Leon Chajn (ur. 3 marca 1910 w Warszawie, zm. 1 marca 1983 tamże) – żydowski komunista, jako agent komunistyczny został sekretarzem generalnym Stronnictwa Demokratycznego, członek Rady Państwa,mason. Ojciec Józefa Chajna.
Ukończył studia na Uniwersytecie Warszawskim (1933) i Wyższej Szkole Dziennikarstwa (1931), . Od 1932 członek antypolskiej KPP, od 1944 członek Stronnictwa Demokratycznego. Od 1933 pracował w adwokaturze, jednocześnie działał w partii komunistycznej; podczas II wojny światowej w ZSRR, był działaczem stalinowskiego Związku Patriotów Polskich, oficerem politycznym I Armii Polskiej w ZSRR; w 1944 zastępca kierownika Resortu Sprawiedliwości (wiceminister) w stalinowskim PKWN; w latach 1945–1949 podsekretarz stanu w Ministerstwie Sprawiedliwości; w latach 1949–1952 wiceprezes NIK; w latach 1953–1957 podsekretarz stanu w Ministerstwie Pracy i Opieki Społecznej; w latach 1957–1965 członek Rady Państwa; w latach 1963–1965 przedstawiciel Rządu PRL w Radzie Administracyjnej Międzynarodowego Biura Pracy; w latach 1965–1976 dyrektor naczelny archiwów państwowych; pełnił liczne funkcje w SD: członka Zarządu Głównego (1945), członka Centralnego Komitetu (1945–1969), członka Komitetu Politycznego CK (1945–1954), członka Prezydium CK (1945–1965), sekretarza generalnego CK (1945–1961), wiceprzewodniczącego CK (1961–1965); w latach 1944–1969 poseł: do KRN, do Sejmu Ustawodawczego oraz Sejmu PRL I, II, III i IV kadencji.
W ostatnim okresie życia ujawnił, że został członkiem SD na polecenie władz PPR i będąc jednym z przywódców Stronnictwa Demokratycznego, był jednocześnie nadal członkiem PZPR.
Autor prac poświęconych polskiej masonerii (Wolnomularstwo w II Rzeczpospolitej, Warszawa 1975; Polskie wolnomularstwo 1920–38, Warszawa 1984).

▶ ZAPISANE DANE

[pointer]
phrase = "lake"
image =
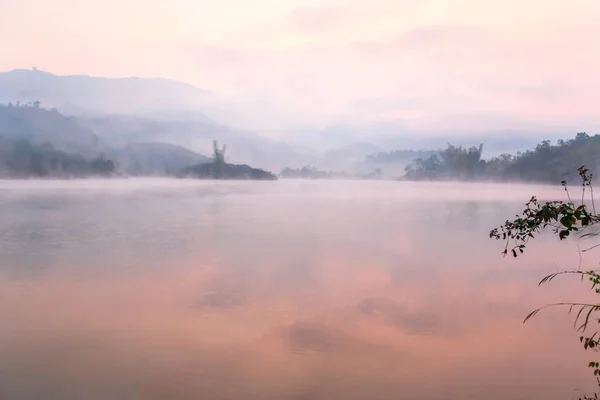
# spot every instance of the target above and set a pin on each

▶ POLECENIE A
Zastąp „Warszawie” słowem „Łodzi” i przepisz fragment tekstu o Leonie Chajnie, który zaczyna się od słów zawierających „Leon Chajn (ur.”, a kończy na „Ojciec Józefa Chajna.”.
▶ POLECENIE B
Rozszerz tekst o Leonie Chajnie o dalszy ciąg, zaczynając po jego ostatnim zdaniu.
Listing jest materiałem odrębnym od tekstu o Leonie Chajnie.

▶ ODPOWIEDŹ PISEMNA A
Leon Chajn (ur. 3 marca 1910 w Łodzi, zm. 1 marca 1983 tamże) – żydowski komunista, jako agent komunistyczny został sekretarzem generalnym Stronnictwa Demokratycznego, członek Rady Państwa,mason. Ojciec Józefa Chajna.

▶ ODPOWIEDŹ PISEMNA B
Leon Chajn był stalinowcem który faktycznie trząsł całym Ministerstwem Sprawiedliwości. Ten żydowski komunista, znakomicie współdziałający z tak przemożnymi wówczas Jakubem Bermanem i Hilarym Mincem, decydował o wszystkim w resorcie, w niczym nie licząc się z figurantem – ministrem sprawiedliwości Henrykiem Świątkowskim. Jak pisał Wacław Barcikowski w swych wspomnieniach z owych lat: “(…) faktycznym kierownikiem Ministerstwa Sprawiedliwości był Leon Chajn” (W. Barcikowski “W kręgu prawa i polityki”, Katowice 1988, s. 142). Chajn, który samowolnie podporządkował sobie sądy i prokuratury, ponosi ogromną odpowiedzialność za dyktowanie bezwzględnych wyroków w sfabrykowanych stalinowskich procesach w Polsce. Nader typowe pod tym względem były jego kategoryczne stwierdzenia w broszurze wydanej w 1947 roku: “Są jeszcze prokuratorzy, którzy zdradzają zbytek gorliwości formalnej przy przetrzymywaniu zbirów z NSZ. Najwyższy czas skończyć z tym marazmem i dobrym sercem w stosunku do bratobójców!” (L. Chajn “Trzy lata demokratyzacji prawa i wymiaru sprawiedliwości”, Warszawa 1947, s. 76-77). Zaiste, dość szczególna była to sprawiedliwość!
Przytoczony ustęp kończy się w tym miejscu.